Exercises:
a - According to the kitten article, what are the young cats still waiting for? List each one.
b - Continue the article on homeless kittens from its last sentence.

(Extract provided begins)

1 Billion Homeless Kittens: 5 Things Every Cat Lover Can Do
- 600milliondogs.org

- 1 day ago
- 3 min read
Today is National Kitten Day, a day that celebrates kittens while drawing attention to the many young cats still waiting for safety, care, and a home.
Nearly half of all cats entering U.S. shelters are kittens, with about 1.58 million admitted in a single year.
Earlier this year, a two-month-old kitten named Elmer was brought to a Texas shelter after he was found covered in glue and close to death.
Rescuers spent hours carefully removing the hardened adhesive and nursing him back to health.
A month later, Elmer was thriving and had found a permanent home with the foster volunteer who helped save his life.
His story is a reminder of how much kittens depend on people during the earliest and most vulnerable weeks of their lives.
Here are five ways to make a difference for kittens this National Kitten Day:
1. Support Neonatal Kitten Foster Programs
Many kittens arrive at shelters too young to survive without specialized care.

(Extract provided ends)
(Data extract begins)

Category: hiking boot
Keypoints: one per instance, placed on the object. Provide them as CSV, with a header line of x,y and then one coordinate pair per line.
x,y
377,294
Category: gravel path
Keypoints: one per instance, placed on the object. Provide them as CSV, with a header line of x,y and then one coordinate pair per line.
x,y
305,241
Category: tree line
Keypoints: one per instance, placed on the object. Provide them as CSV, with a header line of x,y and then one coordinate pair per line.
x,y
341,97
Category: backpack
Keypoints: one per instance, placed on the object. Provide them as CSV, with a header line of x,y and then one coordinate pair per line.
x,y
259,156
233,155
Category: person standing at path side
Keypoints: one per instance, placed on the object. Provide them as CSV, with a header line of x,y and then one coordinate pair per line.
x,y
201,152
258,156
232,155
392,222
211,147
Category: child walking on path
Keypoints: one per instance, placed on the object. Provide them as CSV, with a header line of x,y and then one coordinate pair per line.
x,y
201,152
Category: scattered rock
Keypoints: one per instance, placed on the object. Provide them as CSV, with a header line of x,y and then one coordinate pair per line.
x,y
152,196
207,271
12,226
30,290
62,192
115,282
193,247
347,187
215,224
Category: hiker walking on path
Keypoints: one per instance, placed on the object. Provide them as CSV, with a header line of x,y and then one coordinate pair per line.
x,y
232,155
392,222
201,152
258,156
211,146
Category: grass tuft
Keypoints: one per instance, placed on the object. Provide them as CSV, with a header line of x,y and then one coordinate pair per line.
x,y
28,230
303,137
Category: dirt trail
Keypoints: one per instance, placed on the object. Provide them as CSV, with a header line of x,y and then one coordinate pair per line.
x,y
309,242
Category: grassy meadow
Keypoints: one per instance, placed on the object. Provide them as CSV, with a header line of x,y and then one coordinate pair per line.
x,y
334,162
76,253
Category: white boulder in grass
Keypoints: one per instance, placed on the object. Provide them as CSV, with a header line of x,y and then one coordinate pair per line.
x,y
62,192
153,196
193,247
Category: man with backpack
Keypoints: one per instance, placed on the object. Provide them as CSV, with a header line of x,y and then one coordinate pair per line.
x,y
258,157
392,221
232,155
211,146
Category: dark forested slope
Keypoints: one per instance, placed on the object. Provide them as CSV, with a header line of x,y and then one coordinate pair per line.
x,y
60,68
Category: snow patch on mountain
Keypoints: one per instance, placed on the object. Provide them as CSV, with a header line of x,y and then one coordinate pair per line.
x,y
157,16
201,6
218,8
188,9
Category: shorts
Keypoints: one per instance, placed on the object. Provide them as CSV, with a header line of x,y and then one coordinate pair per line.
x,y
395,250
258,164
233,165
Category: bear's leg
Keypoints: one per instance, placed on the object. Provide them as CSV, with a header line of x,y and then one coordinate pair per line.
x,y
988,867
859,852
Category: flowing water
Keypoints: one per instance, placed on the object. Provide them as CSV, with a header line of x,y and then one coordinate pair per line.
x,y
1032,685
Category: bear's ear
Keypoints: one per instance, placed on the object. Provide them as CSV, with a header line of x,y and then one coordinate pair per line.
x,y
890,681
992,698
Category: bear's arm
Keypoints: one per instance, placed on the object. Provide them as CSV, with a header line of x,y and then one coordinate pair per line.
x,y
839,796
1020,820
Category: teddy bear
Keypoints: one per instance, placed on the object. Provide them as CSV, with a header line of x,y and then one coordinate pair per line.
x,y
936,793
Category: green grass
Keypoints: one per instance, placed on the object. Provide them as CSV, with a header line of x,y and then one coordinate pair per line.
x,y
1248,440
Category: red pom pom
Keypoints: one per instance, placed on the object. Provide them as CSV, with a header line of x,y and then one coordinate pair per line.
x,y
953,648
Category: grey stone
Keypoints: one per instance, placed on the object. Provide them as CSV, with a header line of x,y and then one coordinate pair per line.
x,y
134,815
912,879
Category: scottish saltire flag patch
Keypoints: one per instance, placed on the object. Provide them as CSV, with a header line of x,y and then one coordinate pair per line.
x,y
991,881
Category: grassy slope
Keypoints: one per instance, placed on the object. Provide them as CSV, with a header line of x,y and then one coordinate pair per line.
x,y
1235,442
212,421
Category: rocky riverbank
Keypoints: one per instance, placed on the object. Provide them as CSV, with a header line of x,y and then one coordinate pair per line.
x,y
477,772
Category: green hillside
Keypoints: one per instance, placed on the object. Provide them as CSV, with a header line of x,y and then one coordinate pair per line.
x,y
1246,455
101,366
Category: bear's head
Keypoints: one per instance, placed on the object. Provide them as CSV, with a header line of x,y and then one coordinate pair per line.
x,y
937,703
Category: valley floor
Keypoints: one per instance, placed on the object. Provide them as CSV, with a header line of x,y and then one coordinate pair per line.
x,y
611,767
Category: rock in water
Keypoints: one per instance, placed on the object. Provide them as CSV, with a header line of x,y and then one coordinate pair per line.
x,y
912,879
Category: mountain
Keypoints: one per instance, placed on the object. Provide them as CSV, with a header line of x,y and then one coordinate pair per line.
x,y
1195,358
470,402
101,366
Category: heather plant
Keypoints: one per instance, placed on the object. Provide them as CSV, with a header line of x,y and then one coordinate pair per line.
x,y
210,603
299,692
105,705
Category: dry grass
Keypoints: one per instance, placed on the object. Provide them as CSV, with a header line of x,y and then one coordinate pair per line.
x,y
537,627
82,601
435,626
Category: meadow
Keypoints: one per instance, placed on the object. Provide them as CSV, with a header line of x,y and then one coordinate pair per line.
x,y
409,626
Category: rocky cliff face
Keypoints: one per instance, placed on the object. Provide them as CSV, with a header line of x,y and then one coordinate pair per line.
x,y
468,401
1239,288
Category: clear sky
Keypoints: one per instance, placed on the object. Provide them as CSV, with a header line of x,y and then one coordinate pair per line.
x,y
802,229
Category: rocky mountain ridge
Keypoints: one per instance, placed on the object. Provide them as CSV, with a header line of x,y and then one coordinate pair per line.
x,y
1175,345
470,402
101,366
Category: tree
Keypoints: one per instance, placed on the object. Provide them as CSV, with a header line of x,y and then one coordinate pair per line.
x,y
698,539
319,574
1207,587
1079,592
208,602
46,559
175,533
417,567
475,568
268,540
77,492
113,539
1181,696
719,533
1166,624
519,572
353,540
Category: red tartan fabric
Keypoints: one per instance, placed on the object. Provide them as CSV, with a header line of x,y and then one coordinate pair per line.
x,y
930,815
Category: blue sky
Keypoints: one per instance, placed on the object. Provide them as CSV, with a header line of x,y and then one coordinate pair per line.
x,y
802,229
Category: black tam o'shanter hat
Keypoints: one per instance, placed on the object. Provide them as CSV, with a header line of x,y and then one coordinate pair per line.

(Data extract ends)

Task results:
a - safety, care, a home

b -
They need bottle feeding, warmth, formula, medication, and constant monitoring.
Foster programs give these fragile kittens a chance to grow strong enough for adoption.
2. Help Community Cat Caregivers
Across the country, dedicated volunteers feed and monitor outdoor cats every day.
Many pay for food, shelters, and basic medical care out of their own pockets.
Supporting these caregivers helps protect entire colonies from hunger, disease, and neglect.
3. Strengthen Trap-Neuter-Return and Medical Outreach
Outdoor cats often reproduce faster than communities can help them.
Trap-Neuter-Return programs prevent future litters while reducing suffering caused by untreated injuries and illness.
Every cat reached today can prevent generations of kittens from being born into hardship.
4. Foster Before You Adopt
Not everyone can commit to a lifetime adoption.
Fostering provides kittens with a safe environment during a critical stage of development while freeing valuable shelter space for other animals in need.
Even a few weeks of fostering can save lives.
5. Help Stop the Next Litter From Being Born Homeless
Elmer survived because someone helped.
Countless kittens are not as fortunate.
They are born outdoors and face disease, injury, predators, harsh weather, and uncertainty from their first days of life.
Many never experience the safety of a home, while those who survive often reproduce more litters that face the same struggles.
The world's 600 million stray dogs and 87 million stray cats give birth to over 1 billion homeless puppies and kittens every year.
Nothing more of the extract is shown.